Rows excerpted from a collection:
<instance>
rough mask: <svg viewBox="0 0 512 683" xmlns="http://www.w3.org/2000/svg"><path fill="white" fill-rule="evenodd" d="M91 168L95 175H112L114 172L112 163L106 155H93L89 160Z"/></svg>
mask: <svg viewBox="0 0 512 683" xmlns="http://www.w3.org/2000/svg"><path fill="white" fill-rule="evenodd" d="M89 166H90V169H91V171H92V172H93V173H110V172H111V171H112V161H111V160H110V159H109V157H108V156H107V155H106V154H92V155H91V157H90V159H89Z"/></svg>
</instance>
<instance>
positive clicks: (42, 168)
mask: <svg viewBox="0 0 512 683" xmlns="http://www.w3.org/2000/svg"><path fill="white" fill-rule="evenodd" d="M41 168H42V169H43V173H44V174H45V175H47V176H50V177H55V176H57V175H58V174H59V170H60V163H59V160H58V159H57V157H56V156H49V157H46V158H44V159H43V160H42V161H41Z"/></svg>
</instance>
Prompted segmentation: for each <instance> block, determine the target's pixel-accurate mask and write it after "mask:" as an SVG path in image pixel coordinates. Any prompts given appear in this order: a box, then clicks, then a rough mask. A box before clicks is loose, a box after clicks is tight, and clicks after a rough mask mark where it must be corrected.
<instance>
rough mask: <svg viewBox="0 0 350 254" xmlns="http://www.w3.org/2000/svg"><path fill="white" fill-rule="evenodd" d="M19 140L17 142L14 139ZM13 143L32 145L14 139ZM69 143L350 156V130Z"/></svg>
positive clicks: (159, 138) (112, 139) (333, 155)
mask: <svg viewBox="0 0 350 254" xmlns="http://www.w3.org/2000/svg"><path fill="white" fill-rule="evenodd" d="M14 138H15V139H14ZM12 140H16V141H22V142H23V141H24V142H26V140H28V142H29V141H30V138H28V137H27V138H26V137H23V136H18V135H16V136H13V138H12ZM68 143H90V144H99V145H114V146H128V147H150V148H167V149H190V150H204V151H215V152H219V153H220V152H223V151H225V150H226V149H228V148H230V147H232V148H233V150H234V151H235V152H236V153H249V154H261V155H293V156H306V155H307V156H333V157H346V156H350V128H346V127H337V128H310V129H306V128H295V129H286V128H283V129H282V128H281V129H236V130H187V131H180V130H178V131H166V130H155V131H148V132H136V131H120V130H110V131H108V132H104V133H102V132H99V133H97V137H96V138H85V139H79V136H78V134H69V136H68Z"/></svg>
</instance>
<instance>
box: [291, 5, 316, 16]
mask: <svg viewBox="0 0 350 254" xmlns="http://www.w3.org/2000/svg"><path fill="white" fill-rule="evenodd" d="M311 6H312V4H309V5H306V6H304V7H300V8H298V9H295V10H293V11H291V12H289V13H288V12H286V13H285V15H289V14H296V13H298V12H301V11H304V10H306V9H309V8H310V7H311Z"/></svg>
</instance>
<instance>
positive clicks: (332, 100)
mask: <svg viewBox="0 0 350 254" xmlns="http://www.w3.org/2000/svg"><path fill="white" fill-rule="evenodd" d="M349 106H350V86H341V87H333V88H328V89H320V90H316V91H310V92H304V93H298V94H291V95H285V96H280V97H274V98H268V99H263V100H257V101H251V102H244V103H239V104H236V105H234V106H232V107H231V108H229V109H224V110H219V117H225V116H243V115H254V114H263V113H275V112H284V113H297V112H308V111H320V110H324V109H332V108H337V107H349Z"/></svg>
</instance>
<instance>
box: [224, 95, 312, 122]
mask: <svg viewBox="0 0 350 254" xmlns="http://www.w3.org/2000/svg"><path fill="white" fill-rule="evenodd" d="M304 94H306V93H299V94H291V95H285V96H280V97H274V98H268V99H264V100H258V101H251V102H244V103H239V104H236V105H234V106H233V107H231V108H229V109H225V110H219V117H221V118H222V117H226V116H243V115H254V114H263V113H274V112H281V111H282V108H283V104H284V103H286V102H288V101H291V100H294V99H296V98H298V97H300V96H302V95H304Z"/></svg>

### Task brief
Please rewrite all of the rows above with "foreground clicks" in place of every "positive clicks", leaving everything else unchanged.

### Final answer
<instance>
rough mask: <svg viewBox="0 0 512 683" xmlns="http://www.w3.org/2000/svg"><path fill="white" fill-rule="evenodd" d="M91 168L95 175H112L114 172L112 163L106 155H93L89 160Z"/></svg>
mask: <svg viewBox="0 0 512 683" xmlns="http://www.w3.org/2000/svg"><path fill="white" fill-rule="evenodd" d="M89 166H90V169H91V171H92V172H93V173H110V172H111V171H112V161H111V160H110V159H109V157H108V156H107V155H106V154H92V155H91V157H90V159H89Z"/></svg>
</instance>
<instance>
foreground clicks: (42, 168)
mask: <svg viewBox="0 0 512 683" xmlns="http://www.w3.org/2000/svg"><path fill="white" fill-rule="evenodd" d="M41 168H42V169H43V173H44V174H45V175H47V176H50V177H55V176H57V175H58V174H59V170H60V163H59V160H58V159H57V157H56V156H49V157H46V158H44V159H43V160H42V161H41Z"/></svg>
</instance>
Prompted segmentation: for each <instance> block, determine the target's pixel-accurate mask and write it after "mask:" as an SVG path in image pixel coordinates. Any prompts given appear in this order: a box, then clicks, then a rough mask. A box before clicks is loose, a box after clicks is tight, and clicks after a rough mask mark where it must be corrected.
<instance>
rough mask: <svg viewBox="0 0 350 254" xmlns="http://www.w3.org/2000/svg"><path fill="white" fill-rule="evenodd" d="M19 140L17 142L14 139ZM13 143L32 145L14 139ZM69 143L350 156V130Z"/></svg>
foreground clicks: (159, 138) (112, 139) (333, 155)
mask: <svg viewBox="0 0 350 254" xmlns="http://www.w3.org/2000/svg"><path fill="white" fill-rule="evenodd" d="M14 138H15V139H14ZM12 140H16V141H22V142H23V141H24V142H26V140H28V142H29V141H30V138H28V137H27V138H26V137H23V136H18V135H16V136H13V138H12ZM68 143H90V144H99V145H114V146H128V147H150V148H167V149H190V150H204V151H215V152H219V153H220V152H223V151H225V150H226V149H228V148H230V147H232V148H233V150H234V151H235V152H236V153H249V154H261V155H293V156H306V155H307V156H333V157H346V156H350V128H346V127H337V128H310V129H306V128H295V129H286V128H283V129H282V128H281V129H236V130H187V131H180V130H178V131H166V130H155V131H148V132H136V131H120V130H110V131H108V132H104V133H102V132H99V133H97V137H96V138H85V139H79V136H78V134H69V136H68Z"/></svg>
</instance>
<instance>
box: [291, 5, 316, 16]
mask: <svg viewBox="0 0 350 254" xmlns="http://www.w3.org/2000/svg"><path fill="white" fill-rule="evenodd" d="M311 6H312V4H309V5H306V6H304V7H300V8H298V9H295V10H293V11H291V12H289V13H288V12H286V13H285V15H289V14H296V13H298V12H301V11H304V10H306V9H309V8H310V7H311Z"/></svg>
</instance>
<instance>
foreground clicks: (332, 100)
mask: <svg viewBox="0 0 350 254" xmlns="http://www.w3.org/2000/svg"><path fill="white" fill-rule="evenodd" d="M349 106H350V86H341V87H333V88H328V89H320V90H316V91H310V92H304V93H298V94H291V95H285V96H280V97H274V98H268V99H263V100H257V101H251V102H244V103H239V104H236V105H234V106H232V107H231V108H229V109H224V110H219V117H225V116H243V115H254V114H263V113H275V112H284V113H297V112H308V111H320V110H324V109H332V108H337V107H349Z"/></svg>
</instance>
<instance>
box: [224, 95, 312, 122]
mask: <svg viewBox="0 0 350 254" xmlns="http://www.w3.org/2000/svg"><path fill="white" fill-rule="evenodd" d="M304 94H306V93H299V94H291V95H285V96H280V97H274V98H268V99H264V100H258V101H251V102H244V103H239V104H236V105H234V106H233V107H231V108H229V109H225V110H219V117H221V118H222V117H226V116H243V115H254V114H263V113H274V112H281V111H282V108H283V104H284V103H286V102H288V101H291V100H294V99H296V98H298V97H300V96H302V95H304Z"/></svg>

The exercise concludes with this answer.